==== RAW DATA ====

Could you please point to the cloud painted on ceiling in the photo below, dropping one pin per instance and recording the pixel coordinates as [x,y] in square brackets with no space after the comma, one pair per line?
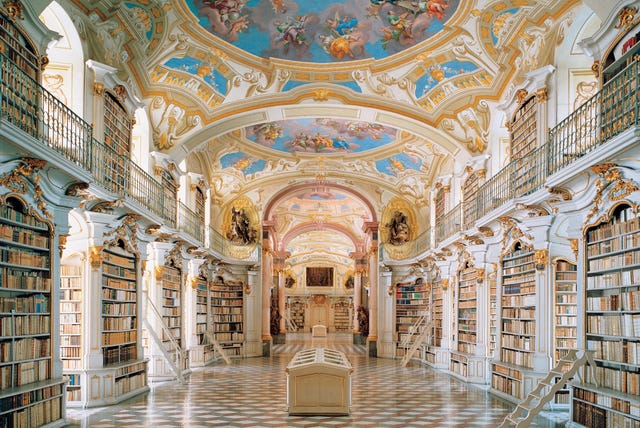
[440,72]
[396,165]
[242,162]
[197,67]
[317,31]
[320,135]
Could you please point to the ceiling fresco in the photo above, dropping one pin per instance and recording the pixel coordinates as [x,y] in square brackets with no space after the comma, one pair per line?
[322,32]
[321,135]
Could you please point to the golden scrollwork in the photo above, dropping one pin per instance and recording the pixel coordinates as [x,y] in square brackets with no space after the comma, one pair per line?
[62,242]
[95,258]
[486,231]
[542,95]
[320,94]
[540,258]
[98,89]
[521,95]
[121,92]
[625,18]
[15,181]
[14,9]
[573,242]
[595,67]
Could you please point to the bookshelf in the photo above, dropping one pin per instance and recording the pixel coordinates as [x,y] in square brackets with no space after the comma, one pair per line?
[412,300]
[71,327]
[119,306]
[565,316]
[612,323]
[437,295]
[203,352]
[523,131]
[227,312]
[517,323]
[466,321]
[29,393]
[171,287]
[296,313]
[342,316]
[493,312]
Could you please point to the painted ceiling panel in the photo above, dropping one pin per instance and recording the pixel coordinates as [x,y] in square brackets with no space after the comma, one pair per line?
[322,32]
[321,135]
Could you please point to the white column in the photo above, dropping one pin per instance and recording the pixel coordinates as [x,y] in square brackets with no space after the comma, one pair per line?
[357,302]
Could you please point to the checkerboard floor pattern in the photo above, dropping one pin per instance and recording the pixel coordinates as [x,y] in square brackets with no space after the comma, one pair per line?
[252,393]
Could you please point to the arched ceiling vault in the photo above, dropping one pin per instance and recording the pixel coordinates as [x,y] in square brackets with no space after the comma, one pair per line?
[267,98]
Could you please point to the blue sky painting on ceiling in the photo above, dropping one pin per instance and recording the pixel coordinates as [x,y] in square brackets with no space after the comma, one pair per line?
[320,31]
[320,135]
[395,165]
[199,68]
[450,69]
[242,162]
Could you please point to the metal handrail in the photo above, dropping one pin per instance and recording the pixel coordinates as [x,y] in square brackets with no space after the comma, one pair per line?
[181,354]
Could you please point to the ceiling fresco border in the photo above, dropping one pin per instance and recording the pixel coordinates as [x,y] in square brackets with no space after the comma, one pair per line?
[202,36]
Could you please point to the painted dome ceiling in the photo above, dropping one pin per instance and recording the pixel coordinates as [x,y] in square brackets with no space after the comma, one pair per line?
[319,31]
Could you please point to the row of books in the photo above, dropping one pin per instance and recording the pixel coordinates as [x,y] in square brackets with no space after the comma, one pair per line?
[70,294]
[23,236]
[518,342]
[113,308]
[119,271]
[24,325]
[24,258]
[614,279]
[527,312]
[117,338]
[623,381]
[119,295]
[516,326]
[25,280]
[614,325]
[119,354]
[506,385]
[23,349]
[622,352]
[26,398]
[617,261]
[120,284]
[518,358]
[119,323]
[70,340]
[38,414]
[517,258]
[624,301]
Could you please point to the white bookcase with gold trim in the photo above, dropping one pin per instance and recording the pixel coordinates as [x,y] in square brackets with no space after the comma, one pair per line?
[30,394]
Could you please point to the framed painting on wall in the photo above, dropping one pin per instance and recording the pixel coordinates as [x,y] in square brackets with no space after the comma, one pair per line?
[319,277]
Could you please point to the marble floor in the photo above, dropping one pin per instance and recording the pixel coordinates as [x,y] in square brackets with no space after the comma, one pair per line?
[251,393]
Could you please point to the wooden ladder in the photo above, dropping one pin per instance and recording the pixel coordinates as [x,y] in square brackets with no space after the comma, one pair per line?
[546,389]
[420,340]
[219,349]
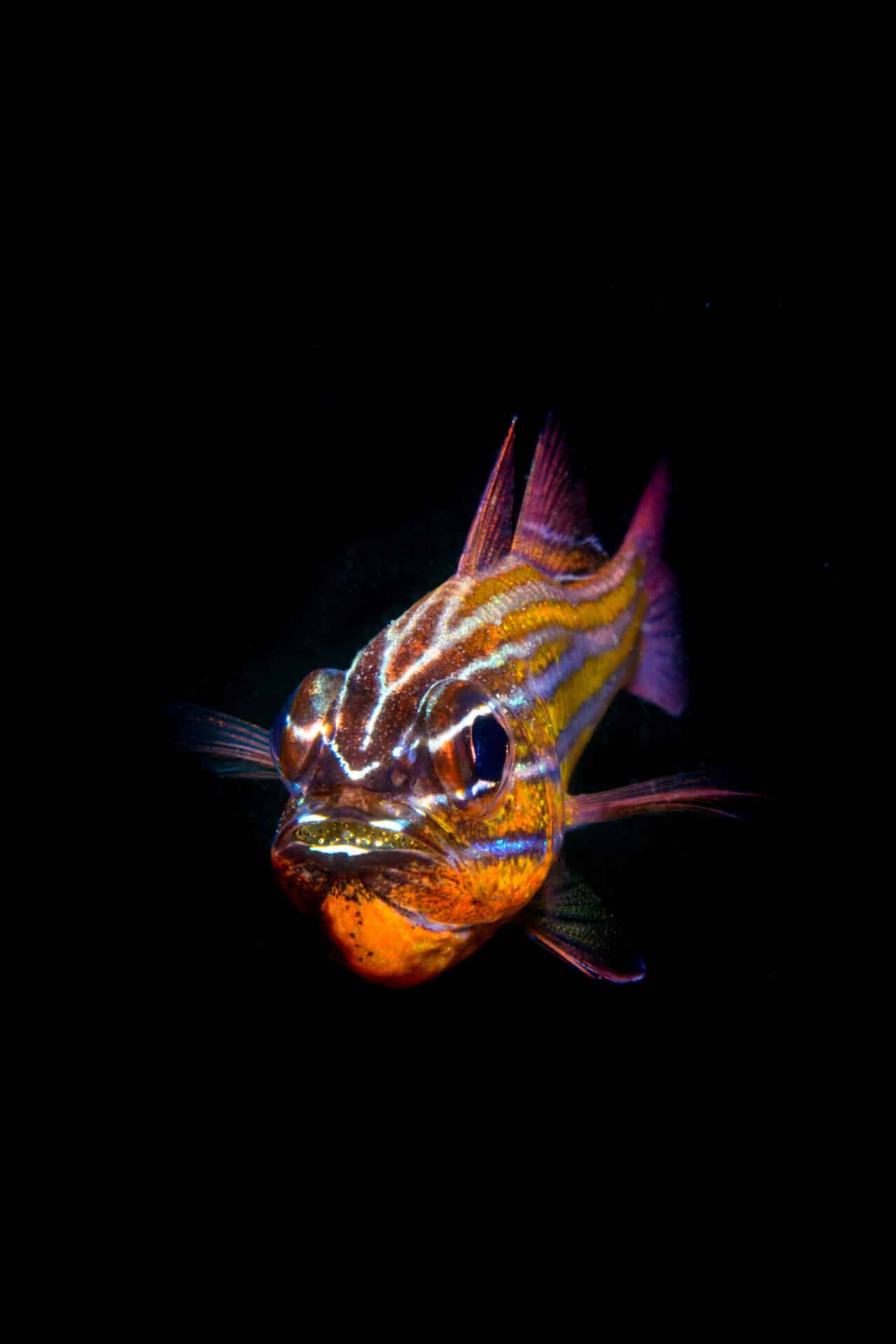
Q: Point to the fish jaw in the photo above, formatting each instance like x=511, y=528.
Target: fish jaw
x=344, y=862
x=387, y=945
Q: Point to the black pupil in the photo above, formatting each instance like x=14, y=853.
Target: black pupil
x=489, y=748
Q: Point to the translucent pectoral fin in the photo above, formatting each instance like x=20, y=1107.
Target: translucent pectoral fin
x=229, y=746
x=692, y=792
x=568, y=917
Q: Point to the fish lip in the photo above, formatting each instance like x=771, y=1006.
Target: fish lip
x=354, y=863
x=430, y=847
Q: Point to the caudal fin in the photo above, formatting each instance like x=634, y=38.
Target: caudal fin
x=660, y=676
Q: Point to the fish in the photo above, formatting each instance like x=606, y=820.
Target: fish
x=429, y=784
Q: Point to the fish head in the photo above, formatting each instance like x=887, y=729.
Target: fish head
x=424, y=809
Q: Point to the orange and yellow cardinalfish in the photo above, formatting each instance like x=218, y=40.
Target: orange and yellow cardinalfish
x=428, y=785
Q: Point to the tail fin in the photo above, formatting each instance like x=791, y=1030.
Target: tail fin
x=660, y=676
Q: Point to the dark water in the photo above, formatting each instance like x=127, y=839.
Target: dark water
x=312, y=480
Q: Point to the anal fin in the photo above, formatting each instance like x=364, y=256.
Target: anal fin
x=570, y=920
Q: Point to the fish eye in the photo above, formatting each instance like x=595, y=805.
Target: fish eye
x=469, y=745
x=491, y=746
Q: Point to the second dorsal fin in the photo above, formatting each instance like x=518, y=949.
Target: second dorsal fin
x=554, y=530
x=492, y=528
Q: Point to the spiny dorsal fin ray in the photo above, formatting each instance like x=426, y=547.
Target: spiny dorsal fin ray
x=492, y=528
x=554, y=531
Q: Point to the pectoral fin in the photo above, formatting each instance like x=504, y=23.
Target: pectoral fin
x=692, y=792
x=568, y=917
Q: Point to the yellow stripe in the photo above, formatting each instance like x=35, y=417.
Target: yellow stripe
x=580, y=686
x=583, y=616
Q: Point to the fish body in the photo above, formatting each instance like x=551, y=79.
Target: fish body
x=429, y=784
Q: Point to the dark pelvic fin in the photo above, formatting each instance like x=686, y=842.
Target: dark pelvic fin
x=237, y=749
x=660, y=676
x=692, y=792
x=492, y=528
x=568, y=917
x=554, y=530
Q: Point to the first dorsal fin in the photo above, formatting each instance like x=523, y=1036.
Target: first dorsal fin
x=492, y=528
x=554, y=530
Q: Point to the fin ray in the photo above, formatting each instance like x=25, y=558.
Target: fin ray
x=492, y=528
x=239, y=749
x=688, y=792
x=568, y=918
x=554, y=530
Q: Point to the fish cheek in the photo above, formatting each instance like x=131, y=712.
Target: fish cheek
x=381, y=944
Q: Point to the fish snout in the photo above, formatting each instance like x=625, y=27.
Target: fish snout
x=347, y=832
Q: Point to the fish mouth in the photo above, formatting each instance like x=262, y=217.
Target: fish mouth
x=347, y=838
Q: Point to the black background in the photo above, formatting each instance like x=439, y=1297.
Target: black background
x=314, y=458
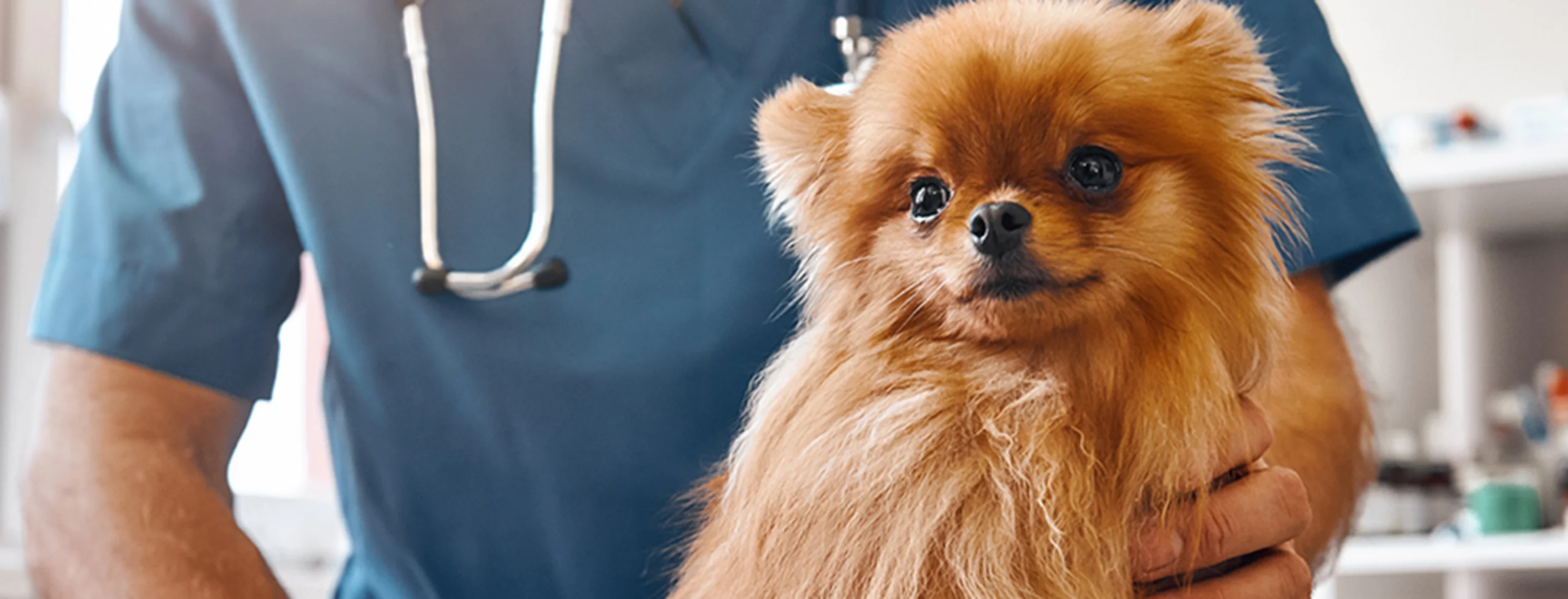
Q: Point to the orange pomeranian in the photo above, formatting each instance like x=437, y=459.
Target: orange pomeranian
x=1037, y=275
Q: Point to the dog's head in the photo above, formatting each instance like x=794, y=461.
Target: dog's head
x=1012, y=167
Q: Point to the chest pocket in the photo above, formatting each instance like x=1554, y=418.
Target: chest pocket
x=662, y=67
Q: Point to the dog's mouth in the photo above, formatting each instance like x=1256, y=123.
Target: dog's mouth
x=1018, y=279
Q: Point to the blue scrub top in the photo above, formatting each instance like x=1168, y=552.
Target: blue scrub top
x=532, y=446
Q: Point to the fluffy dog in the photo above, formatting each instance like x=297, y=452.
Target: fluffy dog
x=1037, y=274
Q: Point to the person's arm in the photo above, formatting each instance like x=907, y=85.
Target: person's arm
x=1323, y=427
x=1310, y=425
x=128, y=493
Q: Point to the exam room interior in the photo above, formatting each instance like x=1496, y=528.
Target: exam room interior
x=1412, y=60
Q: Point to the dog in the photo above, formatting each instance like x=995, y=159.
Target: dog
x=1038, y=272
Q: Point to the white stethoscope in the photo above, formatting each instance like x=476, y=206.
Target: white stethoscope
x=523, y=270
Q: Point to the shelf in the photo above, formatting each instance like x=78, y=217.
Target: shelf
x=1489, y=189
x=1373, y=556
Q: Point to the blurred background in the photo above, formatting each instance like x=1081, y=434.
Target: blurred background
x=1459, y=334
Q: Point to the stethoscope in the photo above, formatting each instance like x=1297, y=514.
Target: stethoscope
x=523, y=270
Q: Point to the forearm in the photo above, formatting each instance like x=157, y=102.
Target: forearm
x=1321, y=421
x=128, y=496
x=132, y=521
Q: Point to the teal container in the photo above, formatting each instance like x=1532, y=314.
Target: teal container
x=1506, y=509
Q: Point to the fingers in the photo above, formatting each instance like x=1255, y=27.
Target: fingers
x=1263, y=510
x=1241, y=449
x=1279, y=574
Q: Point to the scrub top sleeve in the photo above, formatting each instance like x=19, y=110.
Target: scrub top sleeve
x=175, y=247
x=1352, y=208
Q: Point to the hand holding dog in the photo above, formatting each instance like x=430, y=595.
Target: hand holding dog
x=1260, y=513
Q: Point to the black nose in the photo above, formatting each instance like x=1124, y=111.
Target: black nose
x=998, y=228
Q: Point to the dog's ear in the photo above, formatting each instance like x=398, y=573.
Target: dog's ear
x=1213, y=36
x=802, y=135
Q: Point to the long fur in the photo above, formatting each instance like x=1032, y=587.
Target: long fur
x=919, y=441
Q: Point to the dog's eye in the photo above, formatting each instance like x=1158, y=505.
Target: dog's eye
x=927, y=198
x=1093, y=169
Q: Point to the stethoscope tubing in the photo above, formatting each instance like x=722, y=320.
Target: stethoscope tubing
x=523, y=272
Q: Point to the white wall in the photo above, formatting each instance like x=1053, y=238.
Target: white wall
x=1431, y=55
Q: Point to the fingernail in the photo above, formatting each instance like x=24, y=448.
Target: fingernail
x=1159, y=549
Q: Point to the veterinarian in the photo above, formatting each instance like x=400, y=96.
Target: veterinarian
x=529, y=446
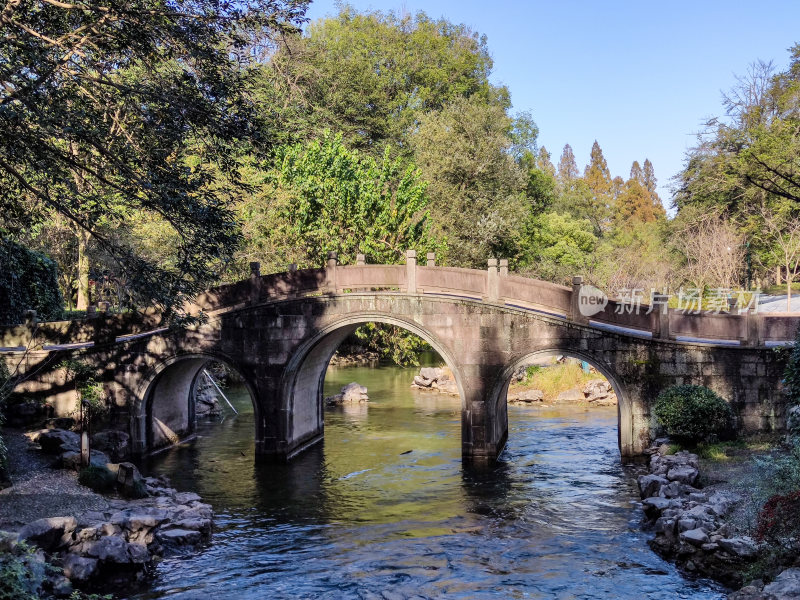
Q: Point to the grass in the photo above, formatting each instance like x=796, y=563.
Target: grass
x=555, y=379
x=724, y=451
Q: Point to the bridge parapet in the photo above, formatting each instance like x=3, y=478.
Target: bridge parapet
x=494, y=285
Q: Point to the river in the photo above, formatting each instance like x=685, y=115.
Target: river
x=384, y=509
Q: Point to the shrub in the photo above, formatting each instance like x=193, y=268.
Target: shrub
x=782, y=471
x=98, y=478
x=692, y=412
x=779, y=520
x=28, y=280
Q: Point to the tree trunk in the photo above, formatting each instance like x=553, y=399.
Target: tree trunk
x=83, y=270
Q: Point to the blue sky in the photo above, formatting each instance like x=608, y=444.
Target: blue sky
x=639, y=77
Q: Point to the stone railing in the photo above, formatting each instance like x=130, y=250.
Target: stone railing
x=494, y=285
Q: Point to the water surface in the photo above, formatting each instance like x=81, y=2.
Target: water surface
x=384, y=509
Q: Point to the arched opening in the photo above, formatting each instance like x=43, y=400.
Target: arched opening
x=167, y=412
x=303, y=388
x=591, y=374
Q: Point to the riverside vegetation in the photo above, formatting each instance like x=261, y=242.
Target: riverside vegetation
x=337, y=137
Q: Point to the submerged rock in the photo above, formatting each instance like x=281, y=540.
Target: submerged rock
x=352, y=392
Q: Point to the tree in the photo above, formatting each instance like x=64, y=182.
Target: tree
x=598, y=180
x=636, y=172
x=476, y=187
x=711, y=248
x=567, y=167
x=371, y=76
x=28, y=281
x=101, y=108
x=322, y=197
x=558, y=246
x=782, y=236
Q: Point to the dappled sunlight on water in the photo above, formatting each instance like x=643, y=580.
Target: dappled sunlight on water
x=360, y=514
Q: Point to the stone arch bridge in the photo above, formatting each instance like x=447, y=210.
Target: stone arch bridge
x=280, y=331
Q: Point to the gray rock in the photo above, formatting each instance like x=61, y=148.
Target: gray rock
x=114, y=549
x=696, y=537
x=115, y=444
x=79, y=568
x=570, y=396
x=654, y=506
x=531, y=396
x=180, y=537
x=650, y=485
x=431, y=373
x=49, y=534
x=674, y=489
x=56, y=441
x=785, y=586
x=684, y=474
x=72, y=459
x=422, y=382
x=62, y=587
x=742, y=546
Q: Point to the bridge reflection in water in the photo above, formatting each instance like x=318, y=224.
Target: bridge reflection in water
x=279, y=331
x=355, y=517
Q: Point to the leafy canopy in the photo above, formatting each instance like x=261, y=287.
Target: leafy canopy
x=101, y=104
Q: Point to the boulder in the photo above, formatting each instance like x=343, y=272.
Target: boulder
x=786, y=585
x=49, y=534
x=531, y=396
x=696, y=537
x=650, y=485
x=56, y=441
x=431, y=373
x=180, y=537
x=742, y=546
x=130, y=482
x=79, y=568
x=422, y=382
x=683, y=474
x=72, y=459
x=113, y=549
x=570, y=396
x=598, y=390
x=116, y=444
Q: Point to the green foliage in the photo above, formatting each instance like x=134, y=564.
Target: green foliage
x=476, y=187
x=20, y=575
x=5, y=391
x=90, y=391
x=28, y=281
x=371, y=75
x=393, y=343
x=692, y=412
x=558, y=246
x=791, y=374
x=781, y=470
x=98, y=478
x=139, y=108
x=779, y=521
x=328, y=198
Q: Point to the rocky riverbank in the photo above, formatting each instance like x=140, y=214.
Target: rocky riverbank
x=594, y=392
x=693, y=527
x=83, y=538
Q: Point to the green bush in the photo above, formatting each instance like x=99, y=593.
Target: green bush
x=791, y=374
x=28, y=280
x=100, y=479
x=692, y=412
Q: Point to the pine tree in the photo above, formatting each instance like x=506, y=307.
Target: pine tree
x=567, y=167
x=636, y=172
x=598, y=180
x=544, y=163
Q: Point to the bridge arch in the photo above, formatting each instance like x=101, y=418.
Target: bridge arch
x=302, y=384
x=624, y=403
x=162, y=412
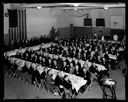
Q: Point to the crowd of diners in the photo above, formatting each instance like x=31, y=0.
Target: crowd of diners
x=11, y=45
x=66, y=55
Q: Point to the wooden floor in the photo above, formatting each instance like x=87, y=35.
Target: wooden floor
x=16, y=89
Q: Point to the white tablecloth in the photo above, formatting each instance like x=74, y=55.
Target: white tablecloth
x=11, y=53
x=112, y=56
x=100, y=67
x=77, y=82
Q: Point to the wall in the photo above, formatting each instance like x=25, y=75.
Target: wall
x=39, y=22
x=6, y=22
x=102, y=13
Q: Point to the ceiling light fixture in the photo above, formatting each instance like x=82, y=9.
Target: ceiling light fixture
x=75, y=9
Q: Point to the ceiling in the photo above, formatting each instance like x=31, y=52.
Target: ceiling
x=71, y=5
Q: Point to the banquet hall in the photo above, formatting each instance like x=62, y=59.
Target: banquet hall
x=64, y=51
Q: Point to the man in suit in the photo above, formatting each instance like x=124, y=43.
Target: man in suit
x=76, y=71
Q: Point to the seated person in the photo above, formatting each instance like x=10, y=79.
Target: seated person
x=86, y=65
x=54, y=64
x=49, y=83
x=67, y=83
x=84, y=57
x=76, y=71
x=43, y=61
x=50, y=63
x=64, y=68
x=60, y=62
x=71, y=68
x=40, y=60
x=93, y=68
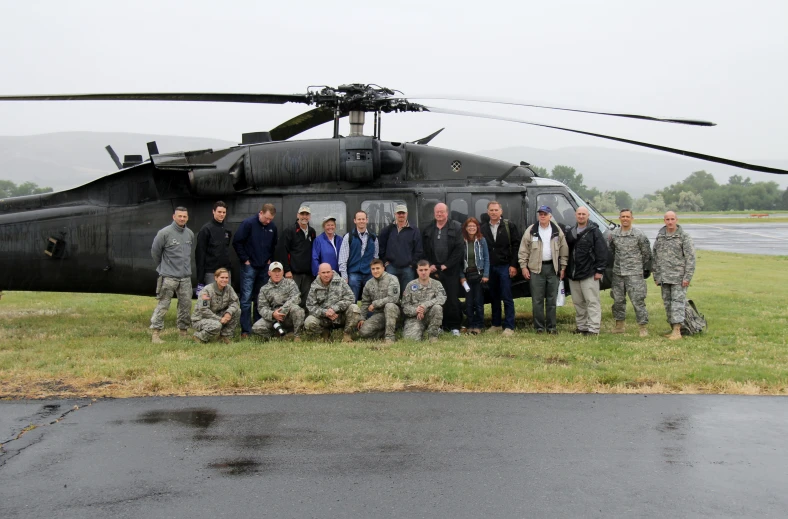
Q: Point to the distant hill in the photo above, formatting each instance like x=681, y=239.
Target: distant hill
x=69, y=159
x=636, y=172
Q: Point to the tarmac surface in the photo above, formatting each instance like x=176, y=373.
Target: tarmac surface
x=744, y=238
x=397, y=455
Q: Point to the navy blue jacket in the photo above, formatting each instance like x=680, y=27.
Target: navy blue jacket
x=403, y=248
x=255, y=242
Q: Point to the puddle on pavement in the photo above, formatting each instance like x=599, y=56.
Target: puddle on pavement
x=237, y=467
x=201, y=418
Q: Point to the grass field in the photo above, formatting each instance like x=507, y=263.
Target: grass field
x=55, y=344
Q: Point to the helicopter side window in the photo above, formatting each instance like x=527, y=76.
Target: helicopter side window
x=321, y=210
x=563, y=210
x=380, y=213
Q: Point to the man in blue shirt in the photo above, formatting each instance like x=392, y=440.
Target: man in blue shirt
x=254, y=242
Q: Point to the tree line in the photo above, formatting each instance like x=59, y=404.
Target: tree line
x=698, y=192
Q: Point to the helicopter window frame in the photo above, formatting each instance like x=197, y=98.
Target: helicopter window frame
x=323, y=208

====

* [WHAT YOU WILL DO]: Rewrite the listing, starting at the line that has "Q: Point to the water" and stopping after the line that has "x=101, y=104". Change "leafy canopy" to "tree canopy" and keep everything else the same.

* [THE RESPONSE]:
Q: Point to the water surface in the photo above, formatting each instance like x=81, y=2.
Target: water surface
x=384, y=509
Q: Point to the arched opening in the photo above, formatting each instance like x=43, y=400.
Target: arched opening
x=167, y=412
x=303, y=388
x=591, y=374
Q: Point to the riverside vegetation in the photo above, formatting each instance like x=261, y=242.
Target: riverside vegetation
x=337, y=137
Q: Point to the submerged rock in the photo above, formatting each instance like x=281, y=540.
Target: submerged rock
x=352, y=392
Q: Point to the tree in the photo above, formatting each instance like x=64, y=182.
Target: tree
x=598, y=180
x=636, y=172
x=476, y=187
x=711, y=248
x=567, y=167
x=371, y=76
x=28, y=281
x=101, y=108
x=322, y=197
x=558, y=246
x=782, y=236
Q: Point to the dappled sunlight on water in the photo above, formatting each instance like x=643, y=580.
Target: dappled sunlight on water
x=360, y=514
Q: Point to the stone arch bridge in the photo above, formatting each instance like x=447, y=210.
Target: stone arch bridge
x=280, y=331
Q: Point to the gray rock in the photo above, formatting each instance like x=61, y=148.
Target: gray rock
x=114, y=549
x=696, y=537
x=115, y=444
x=79, y=568
x=570, y=396
x=654, y=506
x=531, y=396
x=180, y=537
x=650, y=485
x=431, y=373
x=49, y=534
x=674, y=489
x=56, y=441
x=785, y=586
x=684, y=474
x=72, y=459
x=422, y=382
x=62, y=587
x=742, y=546
Q: Point to the bridge reflection in water in the photo above, formatting each instance like x=318, y=224.
Target: bridge reflection in water
x=279, y=331
x=355, y=517
Q: Point to the tree canopy in the photo above, formatting each instance like x=261, y=287.
Target: tree canopy
x=101, y=104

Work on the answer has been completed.